◆ SOURCE
--- START ---

# Installation of X11 --> x11 library missing



## EastPipe82 (Jan 8, 2023)

During installation of X11 via ports I get the message "xorg-7.7_3 depends on package:  xorg-libraries>0 - not found".

Why is the system not asking s.th. something like "Should I install the missing package xy?" and which package should be installed in my case?


Thank's for helping!


----------



## Alain De Vos (Jan 8, 2023)

Update  your /usr/ports directory.
Which command  did you used ?


----------



## EastPipe82 (Monday at 4:26 PM)

I used make install clean in /usr/ports/x11/xorg/


----------



## Alain De Vos (Monday at 9:53 PM)

That does not update the ports directory.


----------



## EastPipe82 (Tuesday at 10:08 AM)

EastPipe82 said:


> I used make install clean in /usr/ports/x11/xorg/


Sorry, I meant I used this command for installing X11.
For updating my ports I used:

 portsnap fetch
 portsnap extract
(later: portsnap fetch update)

Thank's Alain, after updating my ports the installation continues very well!


----------



## VladiBG (Tuesday at 10:35 AM)

You can use `portsnap auto` it's same as fetch / extract combined in one command.


----------

--- END ---

◆ REQUIREMENT 1
Transcribe the records below, beginning at their start and stopping after the line that contains "point(801, 440)", with that line included. Leave the pictures out of your answer.

◆ RECORDS SUPPLIED

--- START ---

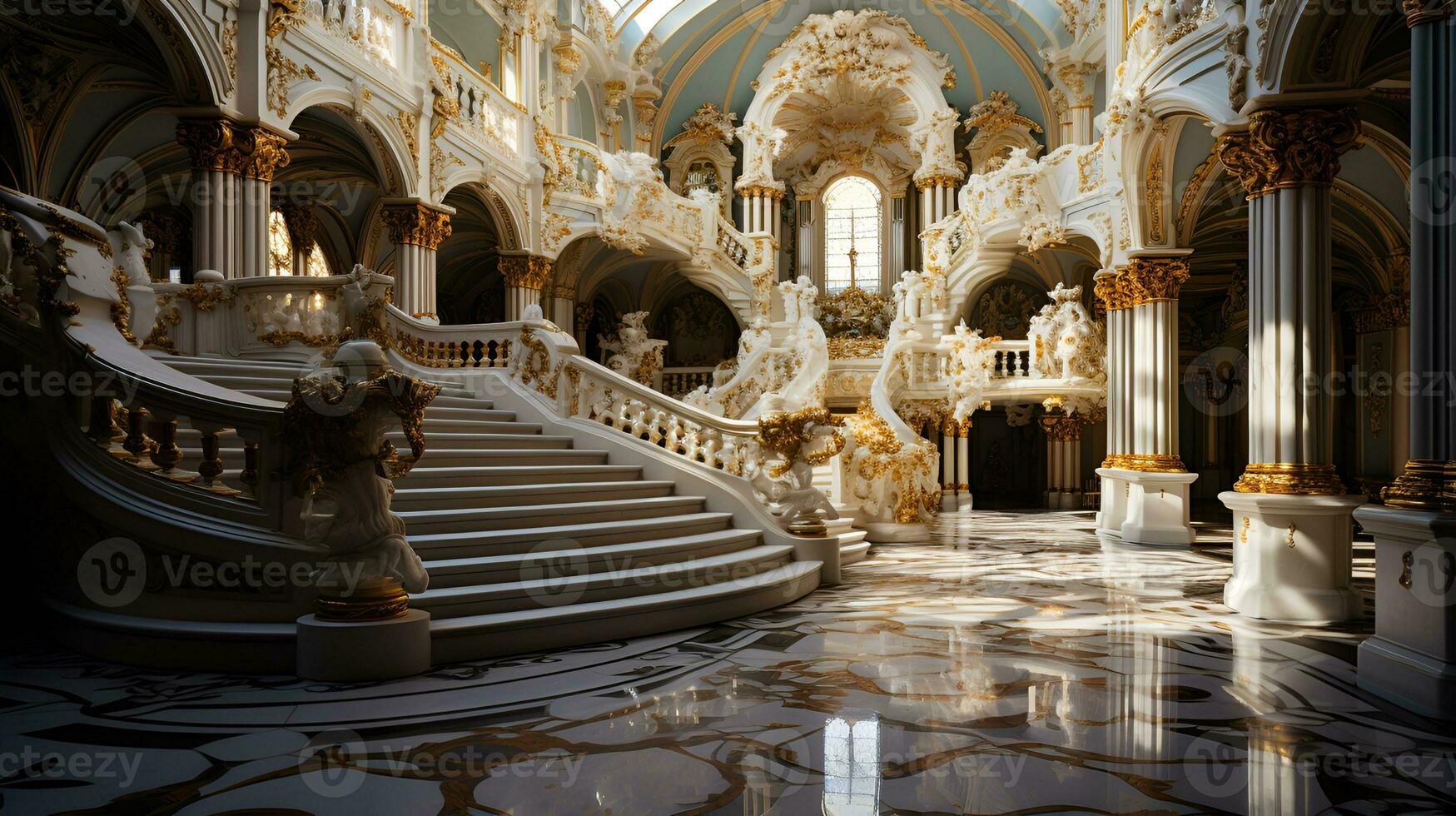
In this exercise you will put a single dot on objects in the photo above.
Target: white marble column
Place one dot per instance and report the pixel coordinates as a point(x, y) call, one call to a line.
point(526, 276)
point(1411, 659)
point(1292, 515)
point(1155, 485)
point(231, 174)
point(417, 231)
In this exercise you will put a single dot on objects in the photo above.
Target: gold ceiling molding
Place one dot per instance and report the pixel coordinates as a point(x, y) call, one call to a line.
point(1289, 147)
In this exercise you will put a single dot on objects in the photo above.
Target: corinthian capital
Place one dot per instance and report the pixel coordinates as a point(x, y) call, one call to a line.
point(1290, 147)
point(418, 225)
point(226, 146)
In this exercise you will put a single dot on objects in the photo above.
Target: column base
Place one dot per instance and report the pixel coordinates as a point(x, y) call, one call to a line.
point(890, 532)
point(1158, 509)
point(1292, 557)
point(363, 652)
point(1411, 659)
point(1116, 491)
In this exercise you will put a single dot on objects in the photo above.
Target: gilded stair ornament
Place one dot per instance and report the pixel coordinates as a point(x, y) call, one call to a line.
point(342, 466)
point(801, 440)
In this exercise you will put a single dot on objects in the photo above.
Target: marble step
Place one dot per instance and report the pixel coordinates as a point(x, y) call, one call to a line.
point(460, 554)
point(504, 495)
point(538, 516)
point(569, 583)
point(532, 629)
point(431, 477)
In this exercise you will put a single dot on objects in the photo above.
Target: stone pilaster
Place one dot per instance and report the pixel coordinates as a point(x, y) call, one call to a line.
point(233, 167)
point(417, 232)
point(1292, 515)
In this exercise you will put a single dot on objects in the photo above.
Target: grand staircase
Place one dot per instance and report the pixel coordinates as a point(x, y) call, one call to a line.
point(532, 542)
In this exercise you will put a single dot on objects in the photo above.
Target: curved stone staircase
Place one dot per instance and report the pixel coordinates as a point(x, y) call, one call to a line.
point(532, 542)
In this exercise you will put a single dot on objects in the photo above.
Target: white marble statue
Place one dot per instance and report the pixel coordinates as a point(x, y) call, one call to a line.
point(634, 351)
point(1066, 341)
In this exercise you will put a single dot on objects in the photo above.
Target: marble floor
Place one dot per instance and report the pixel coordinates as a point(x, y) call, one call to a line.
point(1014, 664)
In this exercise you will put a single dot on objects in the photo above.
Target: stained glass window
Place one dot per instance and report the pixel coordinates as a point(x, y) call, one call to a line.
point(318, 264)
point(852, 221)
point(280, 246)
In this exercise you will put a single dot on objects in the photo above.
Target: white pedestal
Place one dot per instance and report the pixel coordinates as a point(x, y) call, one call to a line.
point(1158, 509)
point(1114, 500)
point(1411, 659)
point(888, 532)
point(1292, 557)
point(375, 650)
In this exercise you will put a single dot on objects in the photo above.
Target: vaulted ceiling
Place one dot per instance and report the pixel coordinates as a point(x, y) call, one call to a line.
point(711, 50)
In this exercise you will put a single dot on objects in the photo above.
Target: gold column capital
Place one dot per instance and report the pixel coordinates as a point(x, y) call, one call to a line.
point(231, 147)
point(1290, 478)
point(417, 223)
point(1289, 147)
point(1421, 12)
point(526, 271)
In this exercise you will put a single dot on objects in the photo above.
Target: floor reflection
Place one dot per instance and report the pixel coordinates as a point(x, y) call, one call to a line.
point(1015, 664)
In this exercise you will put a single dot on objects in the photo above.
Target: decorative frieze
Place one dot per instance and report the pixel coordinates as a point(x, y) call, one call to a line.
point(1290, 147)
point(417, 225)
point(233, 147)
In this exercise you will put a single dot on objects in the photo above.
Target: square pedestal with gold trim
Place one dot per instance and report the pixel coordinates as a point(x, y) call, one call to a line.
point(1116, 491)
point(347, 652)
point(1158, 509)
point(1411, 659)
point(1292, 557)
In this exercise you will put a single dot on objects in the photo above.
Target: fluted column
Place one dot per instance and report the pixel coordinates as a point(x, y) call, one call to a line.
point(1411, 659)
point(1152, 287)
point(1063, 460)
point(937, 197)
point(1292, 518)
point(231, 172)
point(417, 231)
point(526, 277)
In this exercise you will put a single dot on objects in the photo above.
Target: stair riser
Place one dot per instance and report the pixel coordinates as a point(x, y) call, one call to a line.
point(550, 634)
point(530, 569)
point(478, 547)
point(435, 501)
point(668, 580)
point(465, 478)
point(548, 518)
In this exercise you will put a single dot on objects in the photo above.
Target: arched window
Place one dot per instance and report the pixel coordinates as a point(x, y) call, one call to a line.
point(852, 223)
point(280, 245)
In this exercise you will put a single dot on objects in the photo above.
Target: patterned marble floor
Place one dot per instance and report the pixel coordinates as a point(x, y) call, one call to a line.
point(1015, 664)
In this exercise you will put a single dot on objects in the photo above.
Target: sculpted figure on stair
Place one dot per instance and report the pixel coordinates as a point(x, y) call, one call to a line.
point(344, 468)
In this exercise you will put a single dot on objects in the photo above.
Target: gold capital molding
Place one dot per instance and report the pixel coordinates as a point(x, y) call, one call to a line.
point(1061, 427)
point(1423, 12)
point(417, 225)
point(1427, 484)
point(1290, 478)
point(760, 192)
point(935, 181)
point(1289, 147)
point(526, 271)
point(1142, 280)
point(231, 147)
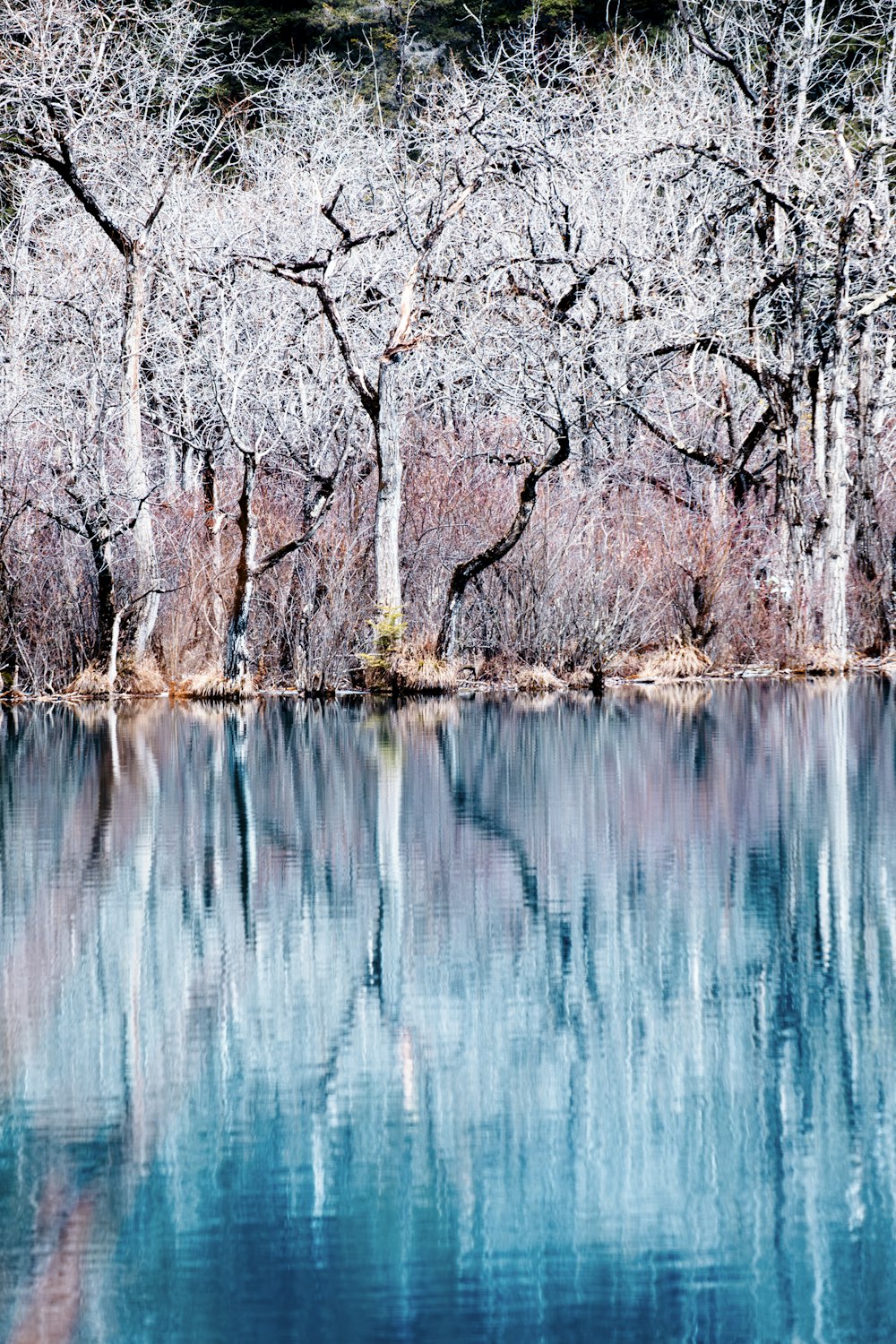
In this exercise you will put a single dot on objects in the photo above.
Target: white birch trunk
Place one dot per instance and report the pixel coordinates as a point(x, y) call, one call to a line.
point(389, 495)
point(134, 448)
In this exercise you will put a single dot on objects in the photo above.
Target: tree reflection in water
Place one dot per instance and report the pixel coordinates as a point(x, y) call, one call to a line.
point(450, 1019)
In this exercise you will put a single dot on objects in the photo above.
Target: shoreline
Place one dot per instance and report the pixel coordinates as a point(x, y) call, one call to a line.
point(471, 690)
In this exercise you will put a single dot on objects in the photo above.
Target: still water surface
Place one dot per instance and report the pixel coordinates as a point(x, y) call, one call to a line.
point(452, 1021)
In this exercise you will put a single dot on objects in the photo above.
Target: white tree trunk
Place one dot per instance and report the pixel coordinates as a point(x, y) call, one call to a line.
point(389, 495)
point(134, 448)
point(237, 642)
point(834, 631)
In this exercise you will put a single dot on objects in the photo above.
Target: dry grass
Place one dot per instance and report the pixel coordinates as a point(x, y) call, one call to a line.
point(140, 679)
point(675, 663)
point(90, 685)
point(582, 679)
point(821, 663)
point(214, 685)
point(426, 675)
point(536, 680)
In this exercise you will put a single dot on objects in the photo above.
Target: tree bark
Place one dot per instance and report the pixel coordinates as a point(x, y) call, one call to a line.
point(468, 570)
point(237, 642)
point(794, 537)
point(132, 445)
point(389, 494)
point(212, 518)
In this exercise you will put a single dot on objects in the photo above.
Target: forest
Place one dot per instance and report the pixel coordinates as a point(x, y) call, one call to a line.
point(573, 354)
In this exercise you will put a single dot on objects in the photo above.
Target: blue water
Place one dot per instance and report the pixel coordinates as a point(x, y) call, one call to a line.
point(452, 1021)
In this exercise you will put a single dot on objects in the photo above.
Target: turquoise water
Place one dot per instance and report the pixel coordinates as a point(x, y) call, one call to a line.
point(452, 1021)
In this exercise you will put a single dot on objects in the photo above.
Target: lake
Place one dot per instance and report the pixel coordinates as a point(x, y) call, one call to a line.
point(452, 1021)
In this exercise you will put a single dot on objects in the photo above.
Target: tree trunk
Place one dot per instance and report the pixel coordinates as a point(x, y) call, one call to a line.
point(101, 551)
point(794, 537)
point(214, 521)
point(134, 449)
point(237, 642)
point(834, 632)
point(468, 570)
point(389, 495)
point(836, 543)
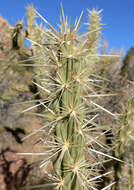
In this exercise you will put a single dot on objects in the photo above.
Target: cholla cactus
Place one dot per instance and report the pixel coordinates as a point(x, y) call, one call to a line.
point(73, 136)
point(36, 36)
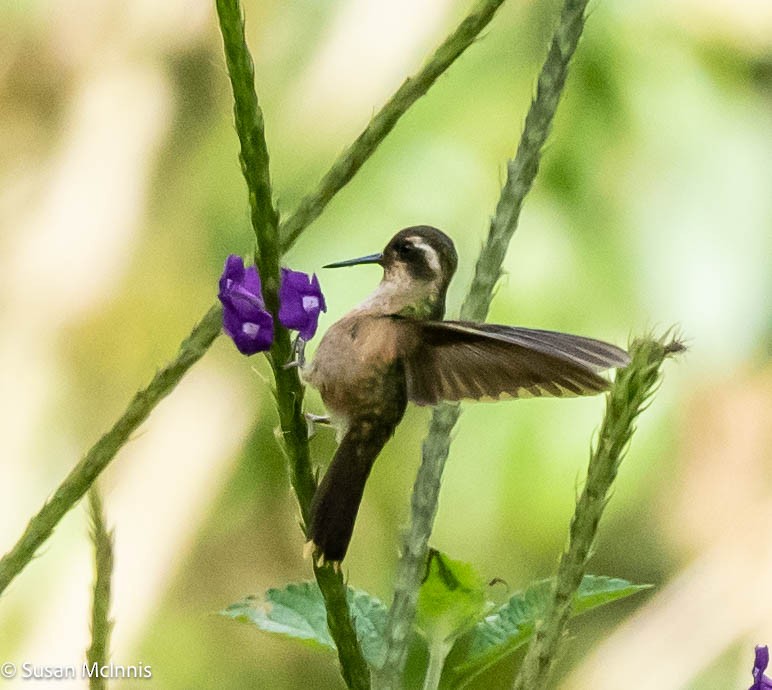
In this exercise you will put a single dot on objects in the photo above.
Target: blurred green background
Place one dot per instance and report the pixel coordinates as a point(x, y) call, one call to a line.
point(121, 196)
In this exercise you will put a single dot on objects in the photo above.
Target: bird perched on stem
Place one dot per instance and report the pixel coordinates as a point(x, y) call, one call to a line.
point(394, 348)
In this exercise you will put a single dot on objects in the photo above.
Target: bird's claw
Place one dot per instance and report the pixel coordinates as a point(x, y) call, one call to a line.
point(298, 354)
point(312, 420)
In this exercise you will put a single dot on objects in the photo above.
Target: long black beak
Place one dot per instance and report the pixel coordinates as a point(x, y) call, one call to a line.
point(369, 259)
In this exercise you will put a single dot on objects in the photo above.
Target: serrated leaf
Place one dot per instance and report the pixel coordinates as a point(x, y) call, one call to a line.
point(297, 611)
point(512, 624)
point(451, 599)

--- END ---

◆ REQUIREMENT 2
Restate word for word the passage of the X11 installation thread above that begins at the words "# Installation of" and stops after "Thank's for helping!".

◆ RESULT 1
In this exercise you will put a single dot on objects in the photo above.
Target: white marble column
Place one dot per instance and report the pixel coordinates as a point(x, y) call, one call to a line.
point(526, 276)
point(1411, 659)
point(1292, 515)
point(1155, 485)
point(231, 174)
point(417, 231)
In this exercise you will put a single dot on objects in the photo above.
Target: gold ceiling molding
Place one dot per instance and report the pixel coordinates as a point(x, y) call, one call to a line.
point(1289, 147)
In this exercise you will put a single dot on objects in the photo above.
Target: corinthian capital
Place one dot per instance and report the pixel coordinates as a point(x, y) call, one call to a line.
point(1290, 147)
point(418, 225)
point(226, 146)
In this exercise you will put a single dot on objects in the photo above.
Target: column base
Place one dot per instance and report the pixel coordinates as a point(x, y) call, one call to a line.
point(890, 532)
point(1158, 509)
point(1292, 557)
point(363, 652)
point(1411, 659)
point(1116, 491)
In this exercise you will put a single dot on objects in the photo above.
Target: gilded stair ornament
Place one dot per instance and report the pixel coordinates as a point(x, y) call, one call to a line.
point(342, 466)
point(801, 440)

◆ RESULT 2
# Installation of X11 --> x11 library missing



## EastPipe82 (Jan 8, 2023)

During installation of X11 via ports I get the message "xorg-7.7_3 depends on package:  xorg-libraries>0 - not found".

Why is the system not asking s.th. something like "Should I install the missing package xy?" and which package should be installed in my case?


Thank's for helping!